- _AIM OF THE TASK_
Please return the records below exactly as they appear, leaving every picture out.

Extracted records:
★ ★ ★ ★

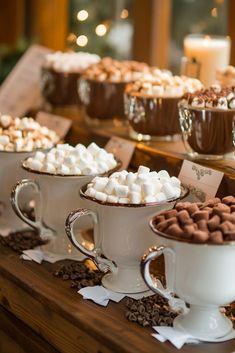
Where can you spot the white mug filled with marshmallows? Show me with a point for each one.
(57, 175)
(121, 206)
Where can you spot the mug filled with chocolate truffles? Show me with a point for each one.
(151, 105)
(207, 121)
(198, 241)
(59, 76)
(121, 206)
(102, 86)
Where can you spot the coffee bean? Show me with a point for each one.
(170, 213)
(202, 225)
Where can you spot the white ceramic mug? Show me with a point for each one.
(57, 194)
(10, 172)
(201, 275)
(121, 234)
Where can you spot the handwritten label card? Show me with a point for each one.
(122, 149)
(20, 91)
(54, 122)
(203, 182)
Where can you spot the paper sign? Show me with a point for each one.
(20, 92)
(203, 182)
(122, 149)
(54, 122)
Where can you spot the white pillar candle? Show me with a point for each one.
(210, 52)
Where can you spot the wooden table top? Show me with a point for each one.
(69, 323)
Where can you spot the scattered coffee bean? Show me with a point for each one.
(22, 240)
(202, 225)
(149, 311)
(79, 274)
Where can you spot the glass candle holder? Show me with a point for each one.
(209, 53)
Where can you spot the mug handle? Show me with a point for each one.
(45, 233)
(95, 255)
(155, 285)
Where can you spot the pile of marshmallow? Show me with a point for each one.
(213, 97)
(24, 135)
(70, 62)
(112, 70)
(161, 83)
(143, 186)
(68, 160)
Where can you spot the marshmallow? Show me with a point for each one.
(135, 197)
(101, 196)
(24, 134)
(93, 148)
(160, 197)
(63, 169)
(143, 170)
(130, 178)
(4, 140)
(149, 187)
(68, 160)
(39, 156)
(109, 187)
(163, 174)
(49, 168)
(112, 199)
(70, 62)
(121, 190)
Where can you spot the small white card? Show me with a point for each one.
(20, 91)
(54, 122)
(122, 149)
(203, 182)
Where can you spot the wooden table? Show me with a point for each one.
(40, 313)
(56, 319)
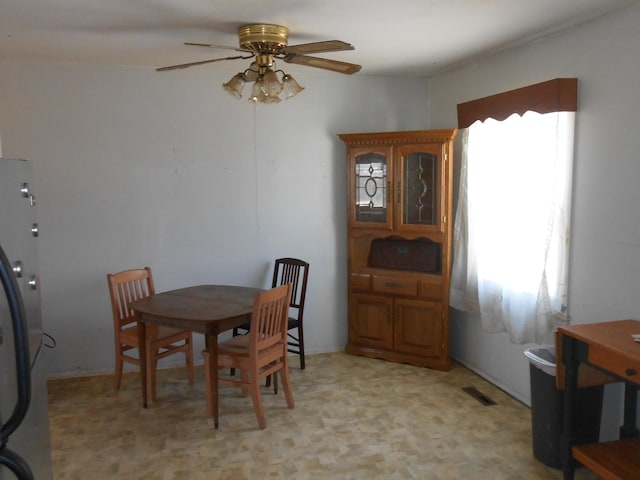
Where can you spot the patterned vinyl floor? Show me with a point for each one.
(355, 418)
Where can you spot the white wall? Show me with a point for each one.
(135, 168)
(605, 259)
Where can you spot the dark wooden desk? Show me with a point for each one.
(609, 347)
(206, 309)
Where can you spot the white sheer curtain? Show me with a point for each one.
(511, 231)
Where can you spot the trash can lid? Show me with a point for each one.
(543, 357)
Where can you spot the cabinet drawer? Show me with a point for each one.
(360, 282)
(395, 285)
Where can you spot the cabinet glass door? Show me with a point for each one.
(419, 188)
(371, 188)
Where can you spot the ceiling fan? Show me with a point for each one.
(266, 43)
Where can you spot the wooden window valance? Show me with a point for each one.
(558, 95)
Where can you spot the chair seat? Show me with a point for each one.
(291, 323)
(294, 272)
(160, 333)
(261, 353)
(128, 286)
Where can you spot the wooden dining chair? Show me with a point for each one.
(124, 288)
(295, 272)
(259, 354)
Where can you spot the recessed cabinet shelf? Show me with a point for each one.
(399, 243)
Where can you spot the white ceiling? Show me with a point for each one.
(408, 37)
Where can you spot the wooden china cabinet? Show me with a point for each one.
(399, 245)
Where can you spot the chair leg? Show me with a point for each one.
(189, 360)
(207, 382)
(301, 346)
(118, 373)
(151, 374)
(257, 400)
(286, 385)
(244, 377)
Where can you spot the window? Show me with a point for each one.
(511, 230)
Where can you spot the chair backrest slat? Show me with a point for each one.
(295, 272)
(125, 287)
(269, 318)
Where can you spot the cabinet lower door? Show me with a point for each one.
(371, 321)
(418, 329)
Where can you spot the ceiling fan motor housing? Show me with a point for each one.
(263, 38)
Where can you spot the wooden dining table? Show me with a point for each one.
(206, 309)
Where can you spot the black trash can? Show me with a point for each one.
(547, 409)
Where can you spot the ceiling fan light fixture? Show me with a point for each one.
(271, 83)
(236, 84)
(290, 87)
(257, 92)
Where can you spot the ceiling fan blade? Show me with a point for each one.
(317, 47)
(202, 62)
(334, 65)
(211, 45)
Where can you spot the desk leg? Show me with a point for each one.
(629, 429)
(570, 387)
(142, 352)
(211, 370)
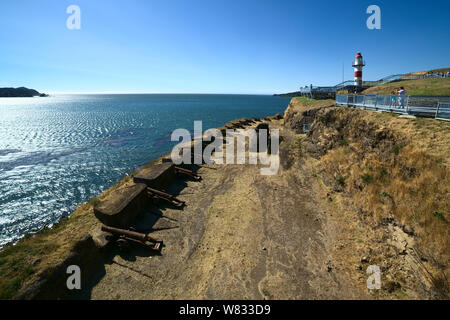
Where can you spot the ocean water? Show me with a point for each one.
(60, 151)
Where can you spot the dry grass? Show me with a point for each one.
(402, 175)
(427, 87)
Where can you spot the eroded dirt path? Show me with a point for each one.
(242, 235)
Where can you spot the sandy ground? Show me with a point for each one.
(242, 235)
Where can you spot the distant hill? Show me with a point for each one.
(441, 70)
(290, 94)
(425, 87)
(20, 92)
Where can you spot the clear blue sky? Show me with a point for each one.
(214, 46)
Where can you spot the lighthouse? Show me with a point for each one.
(358, 65)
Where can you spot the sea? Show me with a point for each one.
(58, 152)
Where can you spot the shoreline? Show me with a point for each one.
(329, 184)
(82, 243)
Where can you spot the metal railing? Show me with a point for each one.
(388, 79)
(428, 106)
(443, 111)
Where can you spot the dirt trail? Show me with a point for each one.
(242, 235)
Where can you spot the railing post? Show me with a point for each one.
(437, 110)
(407, 104)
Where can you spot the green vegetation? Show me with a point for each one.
(422, 87)
(16, 266)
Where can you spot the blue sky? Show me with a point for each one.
(214, 46)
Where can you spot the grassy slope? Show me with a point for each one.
(428, 87)
(407, 177)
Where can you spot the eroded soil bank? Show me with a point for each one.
(308, 232)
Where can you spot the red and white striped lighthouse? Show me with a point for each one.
(358, 65)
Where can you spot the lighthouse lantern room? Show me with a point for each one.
(358, 65)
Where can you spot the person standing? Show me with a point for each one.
(393, 99)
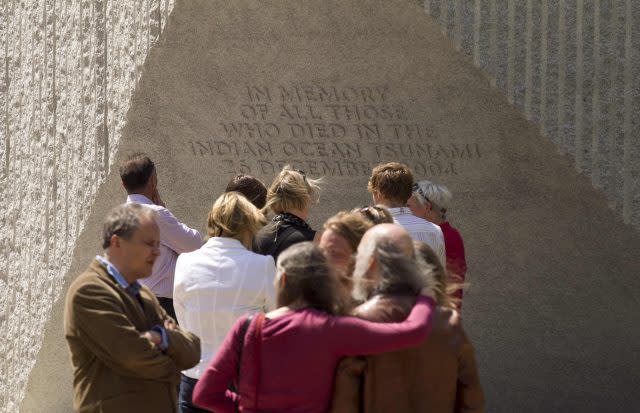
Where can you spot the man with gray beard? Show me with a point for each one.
(438, 376)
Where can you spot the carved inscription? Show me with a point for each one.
(328, 130)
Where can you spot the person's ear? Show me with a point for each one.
(372, 264)
(428, 206)
(154, 181)
(114, 241)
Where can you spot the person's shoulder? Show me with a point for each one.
(385, 308)
(89, 277)
(259, 259)
(90, 285)
(450, 321)
(188, 257)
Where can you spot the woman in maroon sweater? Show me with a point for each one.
(289, 356)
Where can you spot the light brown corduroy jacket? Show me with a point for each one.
(114, 368)
(439, 376)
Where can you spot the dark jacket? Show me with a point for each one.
(114, 368)
(439, 376)
(280, 234)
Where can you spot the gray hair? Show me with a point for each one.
(399, 274)
(123, 221)
(437, 195)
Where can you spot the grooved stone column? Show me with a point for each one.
(67, 71)
(573, 68)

★ ★ ★ ★

- _ANSWER FOR THIS EXERCISE_
Where can you spot the white mug filled with marshmallows? Show me with a point for each one.
(57, 175)
(121, 206)
Where can you spot the mug filled with chocolate truffles? Show me with a point for each one.
(151, 105)
(207, 121)
(198, 241)
(59, 76)
(121, 206)
(102, 86)
Where can you spot the coffee bean? Show me with a point for each one.
(170, 213)
(202, 225)
Where can you spot the white ceramic mug? Show me with a point for each one.
(57, 194)
(10, 172)
(201, 275)
(121, 234)
Where can you spot the handwritten label card? Show me with a point for each one.
(122, 149)
(20, 91)
(54, 122)
(203, 182)
Where can you spot the paper sign? Show me with a point for each one.
(20, 92)
(203, 182)
(122, 149)
(54, 122)
Where can you spot the white pillar candle? Show me with a point for each one.
(210, 52)
Where can you spot the wooden table top? Show me with a point for each one.
(69, 323)
Where can you spot the scattered coffee bean? Show me with a point for each one.
(22, 240)
(202, 225)
(149, 311)
(79, 274)
Where can you spot the glass candle holder? Show me with a point for each one.
(209, 53)
Where can you spot the mug handle? Show me with a point for each one.
(45, 233)
(95, 255)
(155, 285)
Where can you spot the pile of marshmallow? Show me with a point for each one.
(213, 97)
(24, 135)
(70, 62)
(112, 70)
(161, 83)
(143, 186)
(68, 160)
Where can you spot the marshmallow? Show me with a point for each one.
(135, 197)
(101, 196)
(24, 134)
(93, 148)
(160, 197)
(63, 169)
(143, 170)
(130, 178)
(4, 140)
(149, 187)
(68, 160)
(39, 156)
(109, 187)
(163, 174)
(49, 168)
(112, 199)
(70, 62)
(121, 190)
Where can you spot the small white card? Show me with a point for each one.
(20, 91)
(54, 122)
(122, 149)
(203, 182)
Where can you spot the wooden table? Show me with a point for each one.
(40, 313)
(56, 319)
Where can you spot the patterned vinyl floor? Show me with a point for each one.
(355, 418)
Where can you spot the white wall? Show me with a point for each one.
(135, 168)
(605, 259)
Where can you spot the dark wooden desk? Show me with a point for each one.
(609, 347)
(206, 309)
Where can you spot the white sheer curtain? Show me with a point for each one.
(511, 231)
Where can you spot the trash can lid? Show me with a point for each one.
(543, 357)
Where can you spot the cabinet drawer? Show me with a point for each one.
(360, 282)
(395, 285)
Where can you spot the cabinet glass door? Show me with a point for each one.
(419, 188)
(371, 188)
Where can you spot the ceiling fan? Show me with a point for each one.
(266, 43)
Where can you spot the wooden window valance? Show me with a point for each one.
(558, 95)
Where can you spot the chair seat? Show me with a point for each one.
(291, 323)
(294, 272)
(160, 333)
(261, 353)
(128, 286)
Where can you spot the wooden dining chair? Show me with a point for each one.
(124, 288)
(295, 272)
(259, 354)
Where can you spot the recessed cabinet shelf? Show me with a point for each one.
(399, 243)
Where can you spot the white ceiling? Show me with a point for each one.
(408, 37)
Where can you spot the wooden china cabinet? Show me with a point for each one.
(399, 245)
Where can you spot the chair leg? Show me with a point for each one.
(189, 360)
(207, 382)
(301, 346)
(118, 373)
(151, 374)
(257, 400)
(286, 385)
(244, 377)
Where can you spot the window? Show me with a point for each one.
(511, 230)
Where can you spot the chair backrest slat? Show me with a point for each one.
(295, 272)
(125, 287)
(269, 318)
Where can you spot the cabinet lower door? Show me with a point for each one.
(371, 321)
(418, 329)
Where can you spot the ceiling fan motor housing? Show me with a point for each one.
(263, 38)
Where can you spot the wooden dining table? Show me with a point for each one.
(206, 309)
Where can you spot the black trash can? Show me with a point for each one.
(547, 409)
Where can you spot the ceiling fan light fixture? Show me with a point for each one.
(271, 83)
(236, 84)
(290, 87)
(257, 92)
Where can you spot the ceiling fan blade? Show me with a point for each one.
(317, 47)
(202, 62)
(334, 65)
(211, 45)
Where can you spot the desk leg? Show me with a point for each one.
(629, 429)
(570, 387)
(142, 352)
(211, 370)
Where can you spot the ocean water? Show me with a point for each one.
(60, 151)
Where can you spot the dry grass? Show me with a point for each one.
(402, 175)
(427, 87)
Where can you spot the eroded dirt path? Show me with a point for each one.
(242, 235)
Where can you spot the sandy ground? Show me with a point for each one.
(242, 235)
Where can you spot the distant hill? Show me with a point for each one.
(441, 70)
(290, 94)
(425, 87)
(20, 92)
Where can you spot the clear blue sky? Show me with a point for each one.
(214, 46)
Where can you spot the lighthouse? Show me with a point for each one.
(358, 65)
Where can you spot the sea? Show me with a point for each one.
(58, 152)
Where can you spot the shoreline? Show me with a point for each one.
(329, 184)
(82, 243)
Where can you spot the metal railing? Show me with a point for each one.
(388, 79)
(428, 106)
(443, 111)
Where can you spot the dirt trail? Show me with a point for each one.
(242, 235)
Where can you spot the railing post? Show me with a point for each one.
(437, 110)
(407, 104)
Where can you spot the green vegetation? Show me with a point for each one.
(422, 87)
(16, 266)
Where can you spot the blue sky? Show me with a point for each one.
(214, 46)
Where can you spot the grassy slope? Show me with a point for each one.
(428, 87)
(407, 177)
Where can you spot the eroded soil bank? Show me with a point for each one.
(308, 232)
Where can you spot the red and white striped lighthouse? Show me with a point for each one.
(358, 65)
Where can you spot the lighthouse lantern room? Show me with a point for each one.
(358, 65)
Where can you spot the person standing? Show me with a point for each one.
(393, 99)
Where can you spot the man with gray beard? Show me with a point for each one.
(438, 376)
Where can you spot the carved inscription? Show me with a point for each one.
(328, 130)
Where can you spot the person's ear? Show me with a point for each one.
(372, 264)
(428, 206)
(154, 181)
(114, 241)
Where can you spot the person's shoulder? Show me with a point for each one.
(385, 308)
(89, 277)
(259, 259)
(90, 285)
(450, 321)
(188, 257)
Where can you spot the woman in maroon sweater? Show me with a point for each one.
(289, 356)
Where can you spot the light brown corduroy jacket? Show me with a point for each one.
(114, 368)
(439, 376)
Where can you spot the dark jacket? Show me with a point for each one.
(114, 368)
(439, 376)
(280, 234)
Where can you spot the gray hair? Show me with a point for each one.
(399, 274)
(123, 221)
(437, 195)
Where can you spot the grooved stone column? Show me with a point for each one.
(67, 71)
(573, 68)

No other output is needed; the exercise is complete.